🎯 NumPy Sorting & Searching: Finding Things Fast!
The Messy Drawer Problem
Imagine you have a drawer full of toys. They’re all mixed up—cars, dolls, blocks, everything jumbled together. Now your friend asks: “Do you have a red car?”
Two ways to find it:
- The slow way: Pick up every single toy, check if it’s a red car. This takes forever!
- The fast way: First, organize the toys. Put all cars together. Now finding the red car is super quick!
This is exactly why sorting and searching matter in NumPy. When your data is organized, finding things becomes lightning fast! ⚡
🔢 Sorting Arrays: Putting Things in Order
Sorting means arranging things from smallest to biggest (or biggest to smallest).
The Magic Spell: np.sort()
import numpy as np
messy = np.array([5, 2, 8, 1, 9])
tidy = np.sort(messy)
print(tidy) # [1 2 5 8 9]
What happened? NumPy looked at all the numbers and lined them up from smallest to biggest!
Sorting Doesn’t Change the Original
Here’s something cool: np.sort() gives you a NEW sorted array. Your original stays messy!

Exercise task -> Reproduce the NumPy sorting text starting at "Two ways to" and ending at "tidy = np.sort(messy)", with "red car" changed to "blue truck" throughout.

Given information ->
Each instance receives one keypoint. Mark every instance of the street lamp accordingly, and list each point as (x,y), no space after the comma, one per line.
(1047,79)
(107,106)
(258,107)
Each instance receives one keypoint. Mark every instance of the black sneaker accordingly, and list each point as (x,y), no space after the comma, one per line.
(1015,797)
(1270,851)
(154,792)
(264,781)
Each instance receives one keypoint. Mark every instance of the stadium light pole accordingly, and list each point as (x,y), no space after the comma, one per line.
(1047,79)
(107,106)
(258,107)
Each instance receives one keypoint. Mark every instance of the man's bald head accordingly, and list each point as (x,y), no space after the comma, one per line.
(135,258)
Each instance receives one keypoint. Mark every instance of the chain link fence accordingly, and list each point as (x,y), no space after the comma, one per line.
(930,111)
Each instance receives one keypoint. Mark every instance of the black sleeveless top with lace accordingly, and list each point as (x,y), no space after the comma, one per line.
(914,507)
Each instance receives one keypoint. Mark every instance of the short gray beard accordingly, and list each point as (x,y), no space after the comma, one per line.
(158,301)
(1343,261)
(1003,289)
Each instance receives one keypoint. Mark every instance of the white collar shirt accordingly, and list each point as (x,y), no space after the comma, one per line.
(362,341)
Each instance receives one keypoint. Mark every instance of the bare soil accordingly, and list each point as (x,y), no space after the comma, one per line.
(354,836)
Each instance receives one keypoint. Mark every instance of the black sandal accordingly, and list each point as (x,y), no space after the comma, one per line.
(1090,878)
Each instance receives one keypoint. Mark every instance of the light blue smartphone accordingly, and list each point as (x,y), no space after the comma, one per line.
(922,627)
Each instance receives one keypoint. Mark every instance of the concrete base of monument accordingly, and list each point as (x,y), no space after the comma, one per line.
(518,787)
* * *
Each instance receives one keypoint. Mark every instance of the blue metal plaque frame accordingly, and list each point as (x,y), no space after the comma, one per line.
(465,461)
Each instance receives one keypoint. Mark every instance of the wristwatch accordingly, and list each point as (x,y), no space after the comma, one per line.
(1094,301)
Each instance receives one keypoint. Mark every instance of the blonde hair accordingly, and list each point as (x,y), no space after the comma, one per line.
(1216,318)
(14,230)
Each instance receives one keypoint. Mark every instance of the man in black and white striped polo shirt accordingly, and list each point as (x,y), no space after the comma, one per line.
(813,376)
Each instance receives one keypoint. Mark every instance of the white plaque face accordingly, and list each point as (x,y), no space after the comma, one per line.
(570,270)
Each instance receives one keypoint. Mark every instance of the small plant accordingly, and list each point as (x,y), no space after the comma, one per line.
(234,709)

Task output ->
Two ways to find it:
- The slow way: Pick up every single toy, check if it’s a blue truck. This takes forever!
- The fast way: First, organize the toys. Put all cars together. Now finding the blue truck is super quick!
This is exactly why sorting and searching matter in NumPy. When your data is organized, finding things becomes lightning fast! ⚡
🔢 Sorting Arrays: Putting Things in Order
Sorting means arranging things from smallest to biggest (or biggest to smallest).
The Magic Spell: np.sort()
import numpy as np
messy = np.array([5, 2, 8, 1, 9])
tidy = np.sort(messy)